Consignes –
**A.** Recopiez à l'identique le passage du discours de M. Brifaut compris entre « DISCOURS PRONONCÉ DANS » et « dans le cercueil. », ces deux extraits inclus.
**B.** Reformulez sous forme de liste le paragraphe du discours de M. Brifaut qui commence par « Quel spectacle différent », en conservant ses idées principales.
**C.** Répondez aux questions suivantes à partir du discours de M. Brifaut.
(i) Quel jour de la semaine le discours a-t-il été prononcé ?
(ii) Dans quel lieu a-t-il été prononcé ?
(iii) Dans les États où règne la concorde, que sont les larmes de la patrie ?

Passage fourni –
==============================

Réponse au discours de réception de Jacques-François Ancelot

Le 15 juillet 1841

Charles BRIFAUT

Réponse de M. Brifaut
au discours de M. Ancelot

DISCOURS PRONONCÉ DANS LA SÉANCE PUBLIQUE
le jeudi 15 juillet 1841

PARIS PALAIS DE L'INSTITUT

Monsieur,

Dans les États où règne la concorde, le jour de la mort d’un grand homme est aussi le jour de son apothéose : la justice préside au convoi, l’impartialité prononce l’oraison funèbre, les contemporains applaudissent, la patrie pleure, et les larmes de la patrie sont le plus bel éloge de ses enfants descendus dans le cercueil.

Quel spectacle différent se déploie chez un peuple agité par la fièvre des révolutions ! Alors, autour du tombeau qui s’ouvre pour recevoir de glorieux restes, accourent de toutes parts les passions haineuses, dont les voix, chargées de mensonges et de calomnies, insultent une mémoire qu’elles devraient honorer ; trompent ou pervertissent l’opinion, et s’efforcent de falsifier d’avance jusqu’au jugement de la postérité ; tandis que la vérité repoussée s’assied tristement à l’écart, voile son front, garde le silence et attend son heure, heure souvent bien tardive.

==============================

Données –
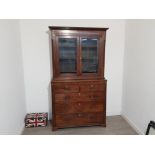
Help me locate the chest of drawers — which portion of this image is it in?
[52,80,106,130]
[49,26,108,130]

==============================

Solutions par consigne –
**A.**
DISCOURS PRONONCÉ DANS LA SÉANCE PUBLIQUE
le jeudi 15 juillet 1841

PARIS PALAIS DE L'INSTITUT

Monsieur,

Dans les États où règne la concorde, le jour de la mort d’un grand homme est aussi le jour de son apothéose : la justice préside au convoi, l’impartialité prononce l’oraison funèbre, les contemporains applaudissent, la patrie pleure, et les larmes de la patrie sont le plus bel éloge de ses enfants descendus dans le cercueil.

**B.**
- Le spectacle est tout autre chez un peuple agité par la fièvre des révolutions.
- Les passions haineuses accourent de toutes parts autour du tombeau d'un grand homme.
- Leurs voix, chargées de mensonges et de calomnies, insultent une mémoire qu'elles devraient honorer.
- Elles trompent ou pervertissent l'opinion et cherchent à falsifier d'avance le jugement de la postérité.
- Pendant ce temps, la vérité repoussée se tient à l'écart en silence et attend son heure, souvent bien tardive.

**C.**
(i) Un jeudi, le 15 juillet 1841.
(ii) À Paris, au Palais de l'Institut.
(iii) Le plus bel éloge de ses enfants descendus dans le cercueil.